EXTRACTED ENTRIES ▸
:::

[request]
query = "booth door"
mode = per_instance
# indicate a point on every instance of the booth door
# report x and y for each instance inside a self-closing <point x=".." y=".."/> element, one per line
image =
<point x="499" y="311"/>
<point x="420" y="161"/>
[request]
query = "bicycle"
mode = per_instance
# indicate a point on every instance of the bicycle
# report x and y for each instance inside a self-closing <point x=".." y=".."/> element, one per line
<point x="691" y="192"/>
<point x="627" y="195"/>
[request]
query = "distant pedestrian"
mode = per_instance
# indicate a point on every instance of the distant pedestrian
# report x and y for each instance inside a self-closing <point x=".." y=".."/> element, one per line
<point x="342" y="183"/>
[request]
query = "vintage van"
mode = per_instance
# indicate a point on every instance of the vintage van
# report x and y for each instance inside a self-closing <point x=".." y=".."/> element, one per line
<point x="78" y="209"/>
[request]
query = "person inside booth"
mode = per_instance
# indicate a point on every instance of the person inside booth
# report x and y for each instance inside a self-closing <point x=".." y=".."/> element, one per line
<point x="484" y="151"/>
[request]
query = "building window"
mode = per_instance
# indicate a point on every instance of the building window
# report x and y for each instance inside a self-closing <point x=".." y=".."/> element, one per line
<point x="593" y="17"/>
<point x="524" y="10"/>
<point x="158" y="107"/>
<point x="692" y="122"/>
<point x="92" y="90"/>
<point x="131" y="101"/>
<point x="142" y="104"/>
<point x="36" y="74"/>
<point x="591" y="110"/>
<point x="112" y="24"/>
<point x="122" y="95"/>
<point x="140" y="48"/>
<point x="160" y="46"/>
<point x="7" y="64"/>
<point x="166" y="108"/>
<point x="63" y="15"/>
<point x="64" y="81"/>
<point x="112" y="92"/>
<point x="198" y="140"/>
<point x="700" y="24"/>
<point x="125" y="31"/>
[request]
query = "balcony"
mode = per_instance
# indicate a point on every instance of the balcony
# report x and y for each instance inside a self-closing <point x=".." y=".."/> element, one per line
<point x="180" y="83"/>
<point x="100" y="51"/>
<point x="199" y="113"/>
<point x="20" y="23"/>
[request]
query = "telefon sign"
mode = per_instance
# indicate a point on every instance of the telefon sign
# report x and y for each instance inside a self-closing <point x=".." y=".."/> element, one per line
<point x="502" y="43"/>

:::

Print the whole listing exactly as it is.

[request]
query = "booth door"
mode = per_instance
# indicate a point on every instance of the booth door
# report x and y for each instance inside a self-closing <point x=".." y=".."/> element, one per line
image =
<point x="499" y="311"/>
<point x="420" y="161"/>
[request]
query = "bicycle"
mode = per_instance
# indicate a point on every instance of the bicycle
# report x and y for each instance inside a self-closing <point x=".." y=".."/> element, one per line
<point x="691" y="192"/>
<point x="627" y="195"/>
[request]
query = "distant pedestrian"
mode = per_instance
# indicate a point on every instance of the distant pedestrian
# report x and y for each instance inside a self-closing <point x=".." y=".."/> element, one per line
<point x="342" y="183"/>
[request]
query = "vintage van"
mode = per_instance
# indicate a point on every instance of the vintage van
# report x and y for each instance inside a self-closing <point x=".." y=".."/> element, one per line
<point x="78" y="209"/>
[request]
query = "person inside booth"
mode = per_instance
# indicate a point on every instance of the person inside booth
# report x and y for each instance inside a self-closing <point x=".." y=".."/> element, one per line
<point x="484" y="151"/>
[request]
query = "building window"
mode = per_instance
# indicate a point on every instance of the building window
# report x and y for each instance inside a self-closing <point x=".." y=".."/> element, one per line
<point x="593" y="17"/>
<point x="524" y="10"/>
<point x="158" y="107"/>
<point x="692" y="122"/>
<point x="92" y="90"/>
<point x="131" y="101"/>
<point x="142" y="104"/>
<point x="36" y="74"/>
<point x="591" y="110"/>
<point x="112" y="24"/>
<point x="122" y="95"/>
<point x="140" y="48"/>
<point x="160" y="46"/>
<point x="7" y="64"/>
<point x="166" y="108"/>
<point x="63" y="15"/>
<point x="64" y="81"/>
<point x="112" y="92"/>
<point x="198" y="140"/>
<point x="700" y="24"/>
<point x="125" y="31"/>
[request]
query = "balcony"
mode = per_instance
# indicate a point on every instance of the balcony
# report x and y for each instance inside a self-closing <point x=".." y=".."/> element, one per line
<point x="180" y="83"/>
<point x="100" y="51"/>
<point x="199" y="113"/>
<point x="20" y="23"/>
[request]
query = "telefon sign"
mode = per_instance
# indicate a point on every instance of the telefon sign
# report x and y for each instance inside a self-closing <point x=".." y=".."/> element, one per line
<point x="502" y="43"/>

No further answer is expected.